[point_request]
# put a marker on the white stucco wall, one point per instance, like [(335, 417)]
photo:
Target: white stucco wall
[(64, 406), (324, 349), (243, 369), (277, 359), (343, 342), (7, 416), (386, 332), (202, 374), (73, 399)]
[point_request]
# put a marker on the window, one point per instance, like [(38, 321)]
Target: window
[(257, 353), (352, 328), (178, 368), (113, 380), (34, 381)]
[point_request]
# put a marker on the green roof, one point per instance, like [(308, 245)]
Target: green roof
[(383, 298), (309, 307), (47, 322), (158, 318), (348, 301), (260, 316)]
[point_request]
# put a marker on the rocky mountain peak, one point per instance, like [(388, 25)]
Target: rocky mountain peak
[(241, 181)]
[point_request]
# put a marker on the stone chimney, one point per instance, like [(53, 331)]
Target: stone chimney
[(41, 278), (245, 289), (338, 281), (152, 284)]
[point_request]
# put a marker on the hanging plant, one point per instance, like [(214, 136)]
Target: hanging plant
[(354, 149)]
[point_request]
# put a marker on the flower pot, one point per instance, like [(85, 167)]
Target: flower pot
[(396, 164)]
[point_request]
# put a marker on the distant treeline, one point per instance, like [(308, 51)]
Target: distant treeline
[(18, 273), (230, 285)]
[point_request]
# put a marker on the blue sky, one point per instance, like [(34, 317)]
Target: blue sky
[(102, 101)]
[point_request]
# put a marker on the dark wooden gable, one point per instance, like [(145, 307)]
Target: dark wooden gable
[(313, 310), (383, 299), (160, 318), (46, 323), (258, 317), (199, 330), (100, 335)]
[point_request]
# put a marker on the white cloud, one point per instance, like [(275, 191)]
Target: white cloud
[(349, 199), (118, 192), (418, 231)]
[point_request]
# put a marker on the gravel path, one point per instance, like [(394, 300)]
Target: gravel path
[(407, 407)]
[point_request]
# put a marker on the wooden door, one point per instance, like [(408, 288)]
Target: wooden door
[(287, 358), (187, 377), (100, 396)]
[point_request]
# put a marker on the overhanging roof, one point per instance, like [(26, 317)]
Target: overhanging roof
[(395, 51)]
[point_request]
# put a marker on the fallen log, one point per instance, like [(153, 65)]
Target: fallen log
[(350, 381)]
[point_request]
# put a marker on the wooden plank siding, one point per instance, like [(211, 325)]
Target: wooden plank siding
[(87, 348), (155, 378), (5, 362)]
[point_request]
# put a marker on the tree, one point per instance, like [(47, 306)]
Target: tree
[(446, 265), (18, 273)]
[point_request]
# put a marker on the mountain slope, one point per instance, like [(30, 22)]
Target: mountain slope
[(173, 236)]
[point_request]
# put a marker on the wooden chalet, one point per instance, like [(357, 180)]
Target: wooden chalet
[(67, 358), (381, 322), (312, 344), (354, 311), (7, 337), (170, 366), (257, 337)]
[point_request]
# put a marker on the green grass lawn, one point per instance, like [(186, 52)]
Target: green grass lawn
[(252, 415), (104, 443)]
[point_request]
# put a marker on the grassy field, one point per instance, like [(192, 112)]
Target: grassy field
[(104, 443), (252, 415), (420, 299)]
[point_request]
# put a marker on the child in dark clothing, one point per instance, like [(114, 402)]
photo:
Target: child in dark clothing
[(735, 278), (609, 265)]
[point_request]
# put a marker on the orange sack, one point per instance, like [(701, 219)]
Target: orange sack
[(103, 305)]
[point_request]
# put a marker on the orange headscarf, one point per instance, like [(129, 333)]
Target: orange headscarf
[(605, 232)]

## Required work:
Copy the entries word for word, starting with the first line and going on through the line that contains "[(396, 164)]", including both of those lines.

## Exercise result:
[point_request]
# put a marker on the white stucco wall, one point per instance, like [(335, 417)]
photo:
Target: white stucco wall
[(64, 406), (324, 349), (243, 369), (277, 359), (343, 342), (7, 416), (386, 332), (202, 374), (73, 399)]
[point_request]
# put a marker on the window, one point per instance, like [(38, 321)]
Target: window
[(257, 353), (352, 328), (178, 368), (113, 380), (34, 381)]
[point_request]
# put a marker on the green roof, one point per instance, like [(308, 245)]
Target: green roof
[(383, 298), (309, 307), (47, 322), (158, 318), (348, 301), (260, 316)]
[point_request]
# put a marker on the rocky mountain peak, one point per instance, like [(388, 25)]
Target: rocky mountain peak
[(241, 181)]
[point_request]
# put a marker on the stone chimney, one point per instance, like [(53, 331)]
Target: stone chimney
[(41, 278), (245, 289), (338, 281), (152, 284)]
[point_request]
# put a marker on the hanging plant, one point per instance, like [(214, 136)]
Target: hanging plant
[(354, 149)]
[point_request]
# put a marker on the flower pot, one point per instance, like [(85, 167)]
Target: flower pot
[(396, 164)]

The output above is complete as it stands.